*TASK DESCRIPTION*
Copy out every item below word for word, leaving out the pictures.
--*--
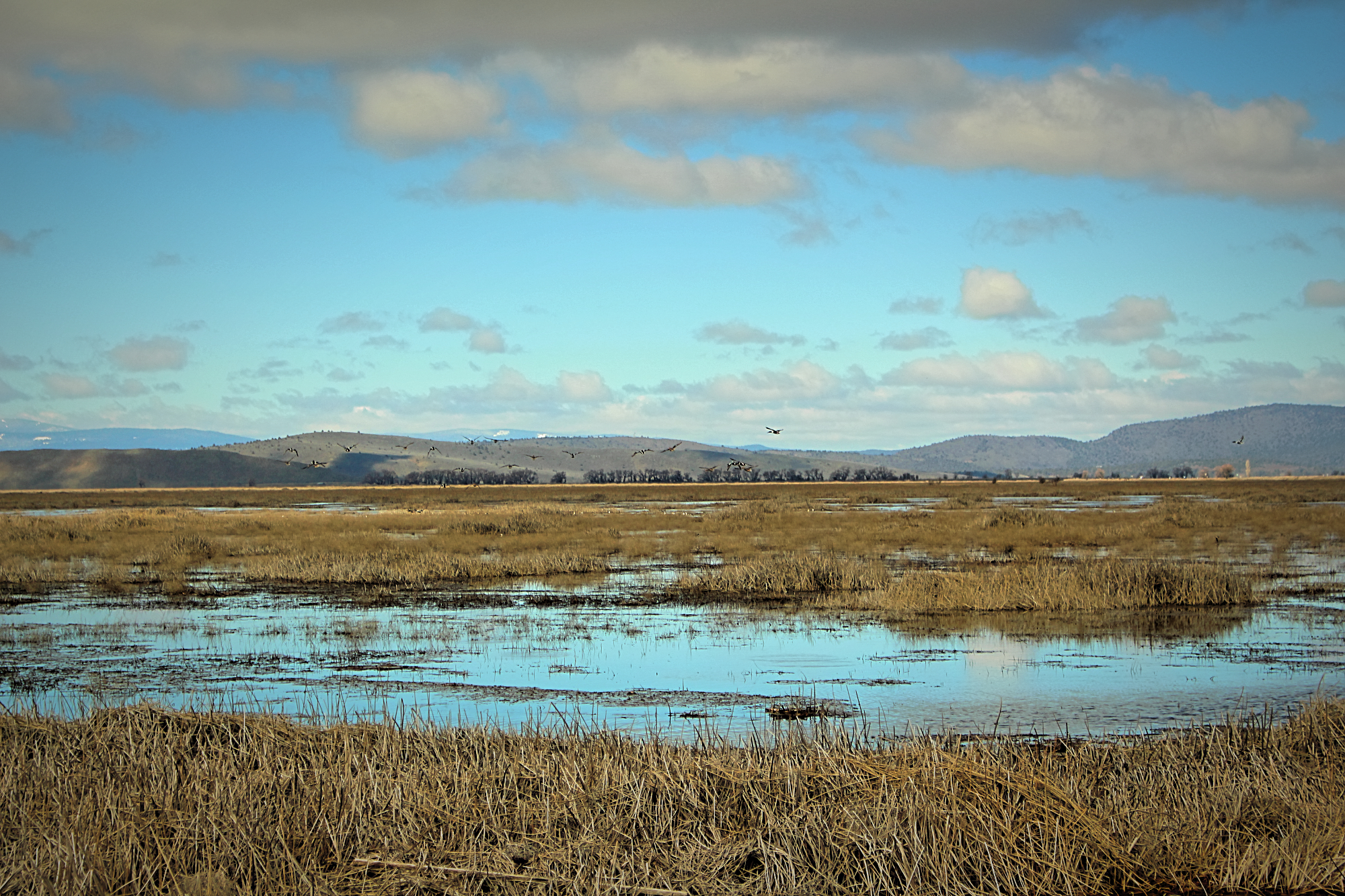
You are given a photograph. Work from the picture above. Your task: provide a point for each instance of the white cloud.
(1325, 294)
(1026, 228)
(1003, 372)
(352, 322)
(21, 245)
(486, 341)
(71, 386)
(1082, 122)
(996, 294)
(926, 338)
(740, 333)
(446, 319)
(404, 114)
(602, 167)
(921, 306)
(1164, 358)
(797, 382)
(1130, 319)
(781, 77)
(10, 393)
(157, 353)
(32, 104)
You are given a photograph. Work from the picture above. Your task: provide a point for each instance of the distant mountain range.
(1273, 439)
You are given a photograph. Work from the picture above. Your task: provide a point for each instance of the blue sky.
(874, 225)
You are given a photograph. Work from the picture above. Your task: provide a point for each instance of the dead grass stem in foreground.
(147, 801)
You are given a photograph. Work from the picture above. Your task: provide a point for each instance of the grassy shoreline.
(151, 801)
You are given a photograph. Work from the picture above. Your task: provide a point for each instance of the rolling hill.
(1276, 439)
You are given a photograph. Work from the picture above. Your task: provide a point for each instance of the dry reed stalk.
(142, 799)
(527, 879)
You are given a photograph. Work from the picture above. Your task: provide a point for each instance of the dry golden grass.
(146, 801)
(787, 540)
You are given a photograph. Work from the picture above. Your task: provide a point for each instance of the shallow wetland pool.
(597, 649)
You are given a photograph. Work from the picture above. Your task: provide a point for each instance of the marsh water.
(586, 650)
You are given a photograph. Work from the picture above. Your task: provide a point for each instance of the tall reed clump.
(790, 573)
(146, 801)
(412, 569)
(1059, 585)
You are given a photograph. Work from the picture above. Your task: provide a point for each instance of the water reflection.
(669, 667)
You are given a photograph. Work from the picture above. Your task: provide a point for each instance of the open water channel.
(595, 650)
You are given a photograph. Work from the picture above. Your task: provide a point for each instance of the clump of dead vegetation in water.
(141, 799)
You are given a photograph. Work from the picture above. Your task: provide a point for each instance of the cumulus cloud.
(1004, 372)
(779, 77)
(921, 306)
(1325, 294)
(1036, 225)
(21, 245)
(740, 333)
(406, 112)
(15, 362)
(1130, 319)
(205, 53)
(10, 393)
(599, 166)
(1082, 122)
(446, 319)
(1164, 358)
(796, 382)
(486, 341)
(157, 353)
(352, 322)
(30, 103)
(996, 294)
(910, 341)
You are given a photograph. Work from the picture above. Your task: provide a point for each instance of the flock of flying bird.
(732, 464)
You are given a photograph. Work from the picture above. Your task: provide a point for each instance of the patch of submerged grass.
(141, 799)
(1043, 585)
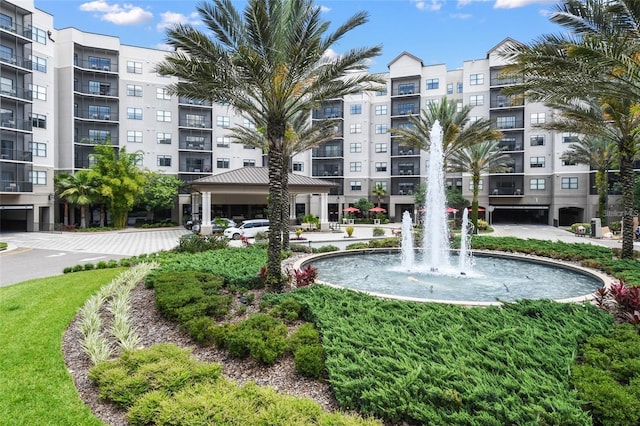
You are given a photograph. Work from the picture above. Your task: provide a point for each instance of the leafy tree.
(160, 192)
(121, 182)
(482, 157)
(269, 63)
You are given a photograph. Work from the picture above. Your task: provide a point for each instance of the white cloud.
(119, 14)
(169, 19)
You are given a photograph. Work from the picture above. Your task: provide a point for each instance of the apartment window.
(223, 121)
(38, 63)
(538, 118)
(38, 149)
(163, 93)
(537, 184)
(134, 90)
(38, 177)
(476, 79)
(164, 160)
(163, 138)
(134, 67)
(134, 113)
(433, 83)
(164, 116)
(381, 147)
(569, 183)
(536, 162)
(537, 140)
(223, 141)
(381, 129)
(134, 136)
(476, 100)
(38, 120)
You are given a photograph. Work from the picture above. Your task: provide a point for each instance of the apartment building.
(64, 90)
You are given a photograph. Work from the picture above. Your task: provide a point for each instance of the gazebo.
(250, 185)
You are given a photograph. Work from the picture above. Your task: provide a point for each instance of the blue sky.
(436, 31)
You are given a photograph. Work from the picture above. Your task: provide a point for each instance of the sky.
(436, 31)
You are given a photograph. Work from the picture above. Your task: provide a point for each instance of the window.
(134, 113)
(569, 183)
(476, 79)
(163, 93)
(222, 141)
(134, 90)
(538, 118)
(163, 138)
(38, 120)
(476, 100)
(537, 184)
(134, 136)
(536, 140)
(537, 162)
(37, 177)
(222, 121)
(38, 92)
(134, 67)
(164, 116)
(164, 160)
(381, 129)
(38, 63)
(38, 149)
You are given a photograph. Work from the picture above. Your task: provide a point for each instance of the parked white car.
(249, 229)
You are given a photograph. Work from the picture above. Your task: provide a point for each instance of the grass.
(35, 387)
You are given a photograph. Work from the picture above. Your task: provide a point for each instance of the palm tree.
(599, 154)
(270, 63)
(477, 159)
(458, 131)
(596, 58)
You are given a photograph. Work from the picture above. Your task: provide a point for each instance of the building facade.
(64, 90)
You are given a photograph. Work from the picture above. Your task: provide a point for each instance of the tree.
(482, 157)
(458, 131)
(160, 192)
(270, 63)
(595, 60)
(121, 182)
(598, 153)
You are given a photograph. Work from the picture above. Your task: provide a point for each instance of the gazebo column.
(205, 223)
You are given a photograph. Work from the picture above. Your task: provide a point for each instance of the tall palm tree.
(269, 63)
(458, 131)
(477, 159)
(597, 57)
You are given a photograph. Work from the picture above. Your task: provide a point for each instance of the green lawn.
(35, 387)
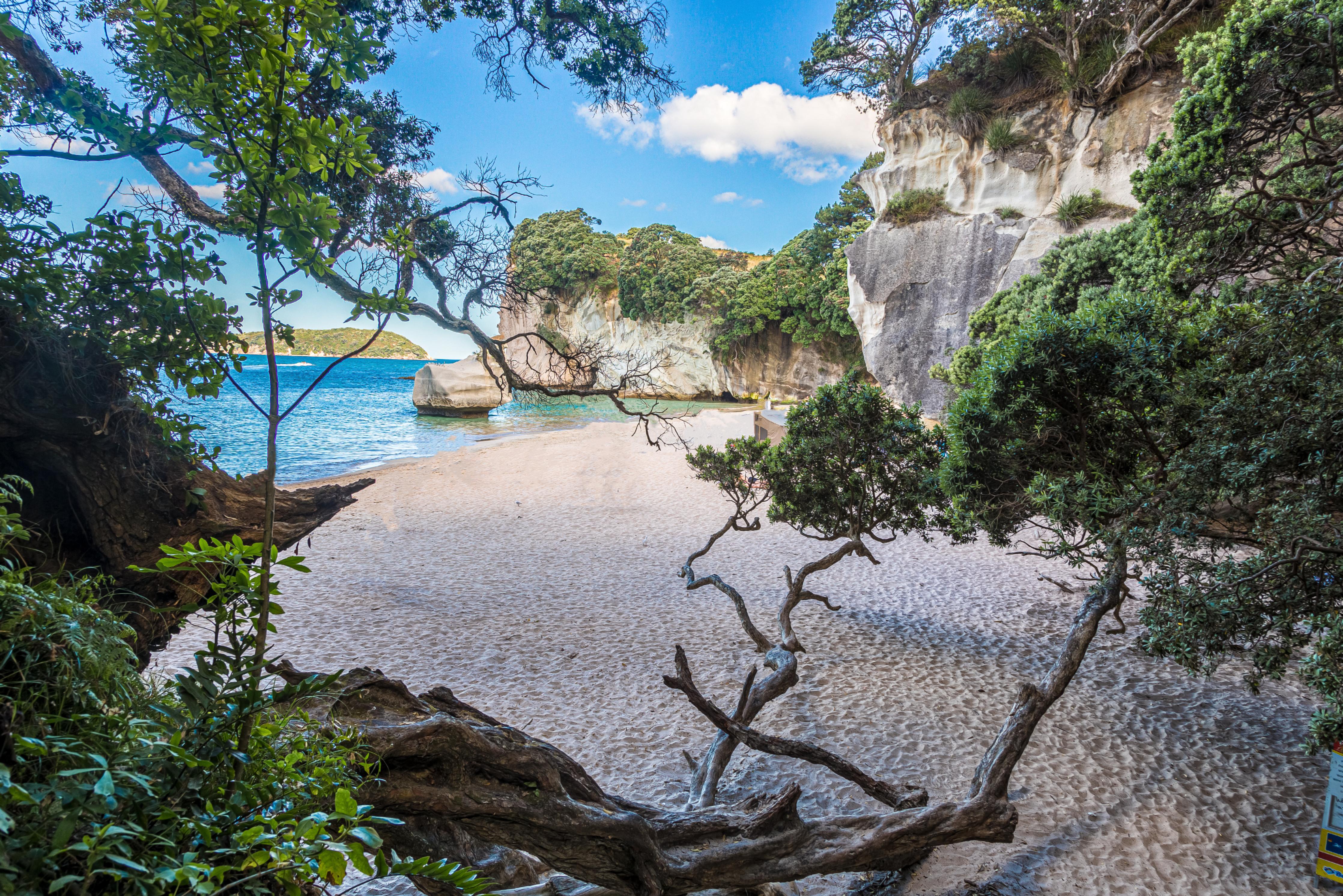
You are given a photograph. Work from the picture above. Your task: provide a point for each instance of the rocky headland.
--*--
*WRITTEN ANSWER*
You are given a photograph. Work from the picture above. Your task: provide a point for each instance of the white cloud.
(1325, 294)
(1026, 228)
(1003, 372)
(352, 322)
(21, 245)
(486, 341)
(71, 386)
(1082, 122)
(996, 294)
(926, 338)
(740, 333)
(446, 319)
(404, 114)
(602, 167)
(921, 306)
(1164, 358)
(797, 382)
(1130, 319)
(781, 77)
(10, 393)
(157, 353)
(32, 104)
You are given a photograph. Work from the picture above. Your task: provide a point for each instance of the distant mountain range.
(1273, 439)
You are given a photograph. Work from the picture above. Your task: provide a point for each instance of the blue sky.
(874, 225)
You are given a photograph. Work from the picture above. Your task: provide a point for each instance of the dead grass stem in foreground.
(147, 801)
You are given a photograph. Work from the picture above. Your task: provide a point for each instance of the grassy shoreline.
(151, 801)
You are given a photograph. Work from the picture above. Your task: provide a point for each instance of the rolling hill.
(1276, 439)
You are given a photograph. Work from the picture above. Your task: provide a point for each instance of the dry reed stalk.
(142, 799)
(527, 879)
You are given a photograph. Work from the picture above. Your task: provide a point for each instance of the dry golden grass.
(146, 801)
(787, 540)
You are given a photograph. Work from the picture above. Your task: provide a point for each instance of the shallow wetland pool.
(597, 649)
You are given a photograph. Work from the picture above. Your task: provide a point for each instance of the marsh water.
(586, 650)
You are given a photograph. Work from the picture above. Your task: provide a point for each instance of the tall reed clump.
(790, 573)
(146, 801)
(412, 569)
(1059, 585)
You are given a photograph. Work from the picture above. Your task: provide a point for each instance of the water reflection.
(669, 667)
You are given a photograph. Work from the picture above. Your task: provide a point for each instance of the open water channel.
(595, 650)
You are given a photograph. Work from the picture above. Your task: provide a point for each instance of the clump of dead vegetation in water.
(141, 799)
You are given a photograph. Work from the picture above. Your task: provide a point for each instance of the cumulus cloud.
(1004, 372)
(779, 77)
(921, 306)
(1325, 294)
(1036, 225)
(21, 245)
(740, 333)
(406, 112)
(15, 362)
(1130, 319)
(205, 53)
(10, 393)
(599, 166)
(1082, 122)
(446, 319)
(1164, 358)
(796, 382)
(486, 341)
(157, 353)
(352, 322)
(30, 103)
(996, 294)
(910, 341)
You are given a photograph. Work from the picture above. Your task: provide a point for each instance of the flock of flying bird.
(732, 464)
You are given a photograph. Work from the picture above. Your task: provide a point for each instance of the patch of submerged grass.
(141, 799)
(1043, 585)
You are given a photograph. Work from the picture above. Your task: provide a point for each instance of the leafy tree.
(160, 192)
(121, 182)
(482, 157)
(269, 63)
You are given a photograph. Work from the picture above. Your task: provide a point for each instance of the white cloud.
(119, 14)
(169, 19)
You are given a photograph. Work from the picture above. Your task: provide a point for each instance of the apartment window.
(223, 121)
(38, 63)
(538, 118)
(38, 149)
(163, 93)
(537, 184)
(134, 90)
(38, 177)
(476, 79)
(164, 160)
(163, 138)
(134, 67)
(134, 113)
(433, 83)
(164, 116)
(381, 147)
(569, 183)
(536, 162)
(537, 140)
(223, 141)
(381, 129)
(134, 136)
(476, 100)
(38, 120)
You are given a photograph. Work from the picture above. Your task: provide a point for each instance of the apartment building.
(64, 90)
You are given a photograph. Work from the picture above. Your task: provide a point for each instance of the gazebo.
(250, 185)
You are given a photograph. Work from the picture above. Your task: provide a point for each instance of the blue sky.
(436, 31)
You are given a photograph. Work from the picture above. Your task: provide a point for each instance of the sky.
(436, 31)
You are given a photograph. Work from the picture above. Your task: provide a point for each instance of the window.
(134, 113)
(569, 183)
(476, 79)
(163, 93)
(222, 141)
(134, 90)
(538, 118)
(163, 138)
(38, 120)
(476, 100)
(537, 184)
(134, 136)
(536, 140)
(537, 162)
(37, 177)
(222, 121)
(38, 92)
(134, 67)
(164, 116)
(164, 160)
(381, 129)
(38, 63)
(38, 149)
You are given a photograph. Work from the picture above. Your task: provide a point for each instance of the parked white car.
(249, 229)
You are given a photograph. Work from the picture above. Your task: provide a point for each instance of the grass.
(35, 387)
You are given a photograph. Work from the picture above. Your task: provide a point for each instance of the palm tree.
(599, 154)
(270, 63)
(477, 159)
(458, 131)
(596, 58)
You are given a photograph. Work from the picture above. Your task: provide a point for each instance of the building facade.
(64, 90)
You are given a photograph. Work from the picture above. Your task: provide a point for each instance of the tree.
(482, 157)
(458, 131)
(160, 192)
(270, 63)
(595, 60)
(121, 182)
(598, 153)
You are given a photograph. Work from the picture above. Your task: provide a point for each instance of the gazebo column.
(205, 223)
You are given a photograph. Work from the picture above. Your task: provide a point for each instance of the tall palm tree.
(269, 63)
(458, 131)
(477, 159)
(597, 57)
You are given a photograph. Work from the picture above. Your task: provide a point for each instance of the green lawn.
(35, 387)
You are given a photograph. Work from the picture above. Your task: provide a point for each instance of the rocky headland.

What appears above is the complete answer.